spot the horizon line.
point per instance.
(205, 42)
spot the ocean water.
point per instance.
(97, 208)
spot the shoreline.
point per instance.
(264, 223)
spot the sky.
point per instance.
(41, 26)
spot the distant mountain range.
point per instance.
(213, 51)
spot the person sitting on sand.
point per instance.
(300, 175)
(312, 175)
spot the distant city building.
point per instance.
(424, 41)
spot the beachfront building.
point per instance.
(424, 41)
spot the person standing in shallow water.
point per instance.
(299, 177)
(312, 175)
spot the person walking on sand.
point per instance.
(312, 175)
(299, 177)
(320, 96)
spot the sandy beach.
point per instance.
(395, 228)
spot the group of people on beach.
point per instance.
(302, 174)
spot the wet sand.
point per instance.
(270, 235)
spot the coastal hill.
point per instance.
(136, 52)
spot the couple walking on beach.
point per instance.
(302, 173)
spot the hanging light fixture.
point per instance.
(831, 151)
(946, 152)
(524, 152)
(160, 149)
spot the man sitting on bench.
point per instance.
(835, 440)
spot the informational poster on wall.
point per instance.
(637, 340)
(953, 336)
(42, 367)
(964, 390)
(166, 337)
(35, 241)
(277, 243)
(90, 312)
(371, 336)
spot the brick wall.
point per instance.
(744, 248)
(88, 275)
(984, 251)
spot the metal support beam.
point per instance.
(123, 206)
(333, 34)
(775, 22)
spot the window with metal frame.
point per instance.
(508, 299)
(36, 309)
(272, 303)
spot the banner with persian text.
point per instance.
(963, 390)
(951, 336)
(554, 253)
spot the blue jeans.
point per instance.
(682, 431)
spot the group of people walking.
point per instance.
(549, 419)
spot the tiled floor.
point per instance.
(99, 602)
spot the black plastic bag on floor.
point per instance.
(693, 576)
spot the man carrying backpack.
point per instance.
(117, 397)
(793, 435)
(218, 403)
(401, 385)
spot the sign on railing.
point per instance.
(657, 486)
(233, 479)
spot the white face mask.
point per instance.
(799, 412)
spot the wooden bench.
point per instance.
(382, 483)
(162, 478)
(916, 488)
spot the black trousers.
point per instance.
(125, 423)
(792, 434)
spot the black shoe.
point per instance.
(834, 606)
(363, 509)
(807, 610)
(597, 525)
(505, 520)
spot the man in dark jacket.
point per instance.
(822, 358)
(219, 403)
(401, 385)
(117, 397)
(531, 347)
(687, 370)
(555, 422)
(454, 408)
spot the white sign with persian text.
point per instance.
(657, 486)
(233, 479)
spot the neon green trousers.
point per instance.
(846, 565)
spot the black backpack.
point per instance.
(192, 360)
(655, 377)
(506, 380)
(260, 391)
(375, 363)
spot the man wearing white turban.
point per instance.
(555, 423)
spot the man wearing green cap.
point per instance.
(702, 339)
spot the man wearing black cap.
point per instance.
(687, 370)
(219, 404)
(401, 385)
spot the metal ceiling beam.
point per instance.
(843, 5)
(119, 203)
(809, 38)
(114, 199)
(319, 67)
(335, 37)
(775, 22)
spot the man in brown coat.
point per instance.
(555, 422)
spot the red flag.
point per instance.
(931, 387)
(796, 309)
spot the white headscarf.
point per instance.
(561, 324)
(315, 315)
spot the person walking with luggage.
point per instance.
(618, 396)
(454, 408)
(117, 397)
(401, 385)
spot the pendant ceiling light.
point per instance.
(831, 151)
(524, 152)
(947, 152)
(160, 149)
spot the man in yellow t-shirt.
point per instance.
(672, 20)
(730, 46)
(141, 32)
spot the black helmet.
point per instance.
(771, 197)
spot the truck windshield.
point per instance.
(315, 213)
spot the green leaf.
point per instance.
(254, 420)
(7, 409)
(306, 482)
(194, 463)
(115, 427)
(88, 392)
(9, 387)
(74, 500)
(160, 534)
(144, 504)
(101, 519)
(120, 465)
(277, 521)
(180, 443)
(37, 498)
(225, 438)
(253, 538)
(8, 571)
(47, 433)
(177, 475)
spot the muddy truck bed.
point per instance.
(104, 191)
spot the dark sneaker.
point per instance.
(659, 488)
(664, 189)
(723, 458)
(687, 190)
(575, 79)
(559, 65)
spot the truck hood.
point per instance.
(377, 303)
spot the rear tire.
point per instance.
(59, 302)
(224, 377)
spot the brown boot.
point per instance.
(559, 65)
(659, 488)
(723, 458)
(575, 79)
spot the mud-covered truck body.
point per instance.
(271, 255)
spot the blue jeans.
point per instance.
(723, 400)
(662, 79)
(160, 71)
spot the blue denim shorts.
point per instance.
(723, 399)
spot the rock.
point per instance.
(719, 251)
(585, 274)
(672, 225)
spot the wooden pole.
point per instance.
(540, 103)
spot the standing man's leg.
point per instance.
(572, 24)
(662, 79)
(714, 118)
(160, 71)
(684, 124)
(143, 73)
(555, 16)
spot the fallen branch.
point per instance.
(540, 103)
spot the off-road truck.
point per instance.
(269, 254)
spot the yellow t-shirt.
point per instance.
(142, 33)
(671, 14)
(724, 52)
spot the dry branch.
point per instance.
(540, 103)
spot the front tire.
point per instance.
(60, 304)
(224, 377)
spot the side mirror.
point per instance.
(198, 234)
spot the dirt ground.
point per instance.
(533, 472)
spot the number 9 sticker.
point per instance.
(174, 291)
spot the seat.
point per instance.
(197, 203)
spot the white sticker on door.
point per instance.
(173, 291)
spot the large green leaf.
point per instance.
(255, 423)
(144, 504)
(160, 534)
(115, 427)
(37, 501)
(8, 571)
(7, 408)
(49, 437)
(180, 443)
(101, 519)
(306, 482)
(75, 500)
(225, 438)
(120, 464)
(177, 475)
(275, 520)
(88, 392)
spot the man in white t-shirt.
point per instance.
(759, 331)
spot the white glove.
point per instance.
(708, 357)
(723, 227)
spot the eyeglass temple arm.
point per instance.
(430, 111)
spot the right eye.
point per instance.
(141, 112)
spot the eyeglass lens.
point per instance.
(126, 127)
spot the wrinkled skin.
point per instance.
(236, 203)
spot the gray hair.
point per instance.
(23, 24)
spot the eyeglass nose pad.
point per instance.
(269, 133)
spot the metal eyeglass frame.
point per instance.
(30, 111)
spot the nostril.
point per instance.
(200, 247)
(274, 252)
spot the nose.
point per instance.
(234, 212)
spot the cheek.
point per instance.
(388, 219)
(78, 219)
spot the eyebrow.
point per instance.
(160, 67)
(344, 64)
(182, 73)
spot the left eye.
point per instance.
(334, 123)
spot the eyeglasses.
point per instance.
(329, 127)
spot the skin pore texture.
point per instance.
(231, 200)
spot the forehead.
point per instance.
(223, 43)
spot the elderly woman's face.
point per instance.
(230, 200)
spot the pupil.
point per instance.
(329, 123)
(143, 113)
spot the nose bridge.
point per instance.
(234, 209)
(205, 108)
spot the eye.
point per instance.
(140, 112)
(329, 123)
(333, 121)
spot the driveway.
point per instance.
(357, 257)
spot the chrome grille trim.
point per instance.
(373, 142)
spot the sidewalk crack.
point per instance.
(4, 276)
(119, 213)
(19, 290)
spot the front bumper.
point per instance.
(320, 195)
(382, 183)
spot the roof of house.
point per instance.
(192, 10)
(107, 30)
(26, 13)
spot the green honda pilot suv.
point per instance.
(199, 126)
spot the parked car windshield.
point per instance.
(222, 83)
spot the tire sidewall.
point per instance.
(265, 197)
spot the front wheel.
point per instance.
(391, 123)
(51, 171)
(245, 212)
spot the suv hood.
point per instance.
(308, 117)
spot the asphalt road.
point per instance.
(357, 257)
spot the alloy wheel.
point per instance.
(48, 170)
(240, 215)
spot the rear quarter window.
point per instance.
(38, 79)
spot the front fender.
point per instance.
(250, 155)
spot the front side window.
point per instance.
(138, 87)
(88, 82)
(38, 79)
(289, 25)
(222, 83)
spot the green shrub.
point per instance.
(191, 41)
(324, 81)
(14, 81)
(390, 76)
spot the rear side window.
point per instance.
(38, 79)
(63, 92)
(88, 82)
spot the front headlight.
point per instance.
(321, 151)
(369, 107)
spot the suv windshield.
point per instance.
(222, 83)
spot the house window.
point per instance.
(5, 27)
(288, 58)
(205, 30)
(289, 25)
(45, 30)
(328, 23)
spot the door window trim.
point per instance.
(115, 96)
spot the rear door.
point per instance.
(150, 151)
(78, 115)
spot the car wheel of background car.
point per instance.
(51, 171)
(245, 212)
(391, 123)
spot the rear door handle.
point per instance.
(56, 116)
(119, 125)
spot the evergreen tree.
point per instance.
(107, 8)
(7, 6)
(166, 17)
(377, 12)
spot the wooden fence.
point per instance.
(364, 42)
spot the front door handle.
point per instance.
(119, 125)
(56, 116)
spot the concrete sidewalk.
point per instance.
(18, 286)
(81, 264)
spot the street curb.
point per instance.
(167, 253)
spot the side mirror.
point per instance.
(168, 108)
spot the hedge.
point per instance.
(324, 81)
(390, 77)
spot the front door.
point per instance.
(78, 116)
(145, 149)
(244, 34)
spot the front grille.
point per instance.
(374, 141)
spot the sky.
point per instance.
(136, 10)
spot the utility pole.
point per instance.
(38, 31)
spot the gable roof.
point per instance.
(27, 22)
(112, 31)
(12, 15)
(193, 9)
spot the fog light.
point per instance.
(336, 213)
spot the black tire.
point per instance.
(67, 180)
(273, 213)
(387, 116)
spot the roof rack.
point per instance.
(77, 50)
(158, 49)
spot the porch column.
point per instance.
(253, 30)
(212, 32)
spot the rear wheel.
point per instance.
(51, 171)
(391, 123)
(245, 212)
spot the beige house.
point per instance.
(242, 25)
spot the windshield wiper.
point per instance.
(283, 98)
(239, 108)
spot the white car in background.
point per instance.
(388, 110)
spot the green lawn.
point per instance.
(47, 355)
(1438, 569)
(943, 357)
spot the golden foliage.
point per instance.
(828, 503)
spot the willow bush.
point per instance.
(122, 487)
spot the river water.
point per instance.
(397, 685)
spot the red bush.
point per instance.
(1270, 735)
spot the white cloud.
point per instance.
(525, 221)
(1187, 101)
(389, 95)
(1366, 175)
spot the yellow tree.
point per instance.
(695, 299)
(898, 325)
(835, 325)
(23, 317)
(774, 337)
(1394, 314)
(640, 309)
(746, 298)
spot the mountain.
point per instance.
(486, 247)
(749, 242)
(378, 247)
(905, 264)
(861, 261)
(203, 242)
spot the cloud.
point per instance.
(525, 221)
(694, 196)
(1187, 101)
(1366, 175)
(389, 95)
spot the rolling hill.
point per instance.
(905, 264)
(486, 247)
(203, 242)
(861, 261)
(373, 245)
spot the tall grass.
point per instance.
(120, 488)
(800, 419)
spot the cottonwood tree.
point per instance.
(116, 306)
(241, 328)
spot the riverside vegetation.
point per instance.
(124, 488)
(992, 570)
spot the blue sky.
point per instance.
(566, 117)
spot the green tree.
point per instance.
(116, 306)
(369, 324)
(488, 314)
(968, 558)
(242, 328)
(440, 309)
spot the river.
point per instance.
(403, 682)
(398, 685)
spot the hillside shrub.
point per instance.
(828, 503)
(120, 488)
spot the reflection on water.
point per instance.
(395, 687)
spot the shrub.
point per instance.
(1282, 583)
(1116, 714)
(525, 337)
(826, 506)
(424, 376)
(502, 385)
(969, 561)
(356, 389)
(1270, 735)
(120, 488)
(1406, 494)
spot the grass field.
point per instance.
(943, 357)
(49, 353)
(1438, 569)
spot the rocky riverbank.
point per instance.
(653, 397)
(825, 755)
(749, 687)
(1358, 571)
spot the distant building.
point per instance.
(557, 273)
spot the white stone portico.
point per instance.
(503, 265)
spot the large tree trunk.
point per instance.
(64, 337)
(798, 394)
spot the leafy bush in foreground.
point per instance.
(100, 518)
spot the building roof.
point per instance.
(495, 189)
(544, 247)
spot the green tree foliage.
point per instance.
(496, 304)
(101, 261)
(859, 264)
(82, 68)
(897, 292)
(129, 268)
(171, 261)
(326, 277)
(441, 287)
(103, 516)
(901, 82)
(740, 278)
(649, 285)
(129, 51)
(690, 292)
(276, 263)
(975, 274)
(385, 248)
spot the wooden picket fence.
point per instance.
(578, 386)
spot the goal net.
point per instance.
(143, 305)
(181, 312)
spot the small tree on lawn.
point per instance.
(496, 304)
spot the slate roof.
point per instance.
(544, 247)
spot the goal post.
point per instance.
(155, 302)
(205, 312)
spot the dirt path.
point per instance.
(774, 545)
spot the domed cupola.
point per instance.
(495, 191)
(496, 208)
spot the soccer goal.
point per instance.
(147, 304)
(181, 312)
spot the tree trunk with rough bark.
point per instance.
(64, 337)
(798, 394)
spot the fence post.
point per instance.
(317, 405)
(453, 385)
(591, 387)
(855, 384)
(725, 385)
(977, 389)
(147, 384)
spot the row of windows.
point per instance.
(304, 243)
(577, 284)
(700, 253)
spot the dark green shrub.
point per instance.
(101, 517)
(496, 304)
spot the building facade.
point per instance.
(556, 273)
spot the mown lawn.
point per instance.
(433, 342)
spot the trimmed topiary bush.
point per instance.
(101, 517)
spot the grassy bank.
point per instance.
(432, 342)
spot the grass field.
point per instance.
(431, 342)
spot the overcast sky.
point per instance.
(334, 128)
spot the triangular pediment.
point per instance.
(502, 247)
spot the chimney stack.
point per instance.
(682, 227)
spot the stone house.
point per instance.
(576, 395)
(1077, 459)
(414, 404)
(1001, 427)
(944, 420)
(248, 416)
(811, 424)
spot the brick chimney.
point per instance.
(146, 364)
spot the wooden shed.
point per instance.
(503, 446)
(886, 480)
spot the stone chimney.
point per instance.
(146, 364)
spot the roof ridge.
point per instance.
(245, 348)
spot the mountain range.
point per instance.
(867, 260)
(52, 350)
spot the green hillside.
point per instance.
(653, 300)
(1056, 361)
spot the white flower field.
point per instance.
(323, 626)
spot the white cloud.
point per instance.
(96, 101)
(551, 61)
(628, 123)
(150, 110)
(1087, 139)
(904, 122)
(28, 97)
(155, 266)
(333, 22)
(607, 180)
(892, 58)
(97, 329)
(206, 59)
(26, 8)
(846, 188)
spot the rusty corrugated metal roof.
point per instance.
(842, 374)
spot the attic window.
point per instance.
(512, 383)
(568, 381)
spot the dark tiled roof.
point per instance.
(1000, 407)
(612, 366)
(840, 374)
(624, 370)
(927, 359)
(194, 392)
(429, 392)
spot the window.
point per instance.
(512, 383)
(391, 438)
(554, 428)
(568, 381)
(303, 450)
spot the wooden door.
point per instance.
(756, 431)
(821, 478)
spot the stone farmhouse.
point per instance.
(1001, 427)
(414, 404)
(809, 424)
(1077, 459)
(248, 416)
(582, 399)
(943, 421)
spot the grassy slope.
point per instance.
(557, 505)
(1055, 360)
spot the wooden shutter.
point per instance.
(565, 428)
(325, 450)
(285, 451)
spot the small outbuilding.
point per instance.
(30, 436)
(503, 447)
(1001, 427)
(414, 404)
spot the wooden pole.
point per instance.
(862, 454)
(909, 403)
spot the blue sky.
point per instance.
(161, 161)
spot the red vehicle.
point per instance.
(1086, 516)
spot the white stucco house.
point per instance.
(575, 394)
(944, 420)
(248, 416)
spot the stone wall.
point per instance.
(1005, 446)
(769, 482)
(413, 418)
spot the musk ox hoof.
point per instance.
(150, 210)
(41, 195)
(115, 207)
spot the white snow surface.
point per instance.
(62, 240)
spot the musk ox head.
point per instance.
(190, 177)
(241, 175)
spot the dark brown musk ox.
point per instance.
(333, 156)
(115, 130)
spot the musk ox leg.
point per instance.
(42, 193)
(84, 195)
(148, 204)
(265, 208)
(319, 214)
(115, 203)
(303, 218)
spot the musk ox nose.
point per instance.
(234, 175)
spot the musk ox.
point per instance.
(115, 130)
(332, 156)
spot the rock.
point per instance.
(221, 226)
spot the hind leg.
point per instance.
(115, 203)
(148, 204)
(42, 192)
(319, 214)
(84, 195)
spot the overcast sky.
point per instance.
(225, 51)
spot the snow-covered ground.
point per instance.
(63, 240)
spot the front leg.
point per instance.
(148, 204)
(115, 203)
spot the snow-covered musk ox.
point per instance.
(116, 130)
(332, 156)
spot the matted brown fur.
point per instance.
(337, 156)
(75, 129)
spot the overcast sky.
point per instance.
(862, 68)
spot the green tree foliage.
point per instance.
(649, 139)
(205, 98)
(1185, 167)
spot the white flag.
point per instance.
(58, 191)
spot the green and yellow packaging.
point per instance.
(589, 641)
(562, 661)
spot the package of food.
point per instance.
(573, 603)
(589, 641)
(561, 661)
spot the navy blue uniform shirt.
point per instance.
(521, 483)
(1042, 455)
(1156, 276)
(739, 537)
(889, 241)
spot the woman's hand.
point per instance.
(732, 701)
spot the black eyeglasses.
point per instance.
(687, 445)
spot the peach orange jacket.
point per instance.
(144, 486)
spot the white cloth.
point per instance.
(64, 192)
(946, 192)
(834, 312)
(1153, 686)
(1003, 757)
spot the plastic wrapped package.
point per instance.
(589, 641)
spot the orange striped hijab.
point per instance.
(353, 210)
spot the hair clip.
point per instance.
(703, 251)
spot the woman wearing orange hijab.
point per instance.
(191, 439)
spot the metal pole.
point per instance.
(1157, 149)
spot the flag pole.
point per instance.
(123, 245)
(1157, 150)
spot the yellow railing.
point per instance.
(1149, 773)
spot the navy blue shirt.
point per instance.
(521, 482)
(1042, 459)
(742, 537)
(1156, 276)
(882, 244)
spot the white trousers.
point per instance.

+--

Rewrite the entries starting at the line that has "spot the black eyeglasses." and continuing through the last entry, changing "flag pole" to "flagpole" and leaving everything else unchanged.

The reply ->
spot the black eyeglasses.
point per instance.
(687, 445)
spot the peach orange jacket.
point per instance.
(144, 486)
spot the white cloth.
point per instance.
(64, 192)
(946, 192)
(834, 312)
(1153, 686)
(1003, 757)
spot the plastic wrapped package.
point per instance.
(589, 641)
spot the orange striped hijab.
point per instance.
(353, 210)
spot the hair clip.
point per instance.
(703, 251)
spot the woman wearing orange hijab.
point per instance.
(191, 439)
spot the metal pole.
point per instance.
(1157, 149)
spot the flagpole.
point per instance.
(123, 245)
(1157, 150)
spot the yellow railing.
point per instance.
(1149, 773)
spot the navy blue shirt.
point per instance.
(521, 482)
(1042, 459)
(742, 537)
(1156, 276)
(882, 244)
spot the white trousers.
point per instance.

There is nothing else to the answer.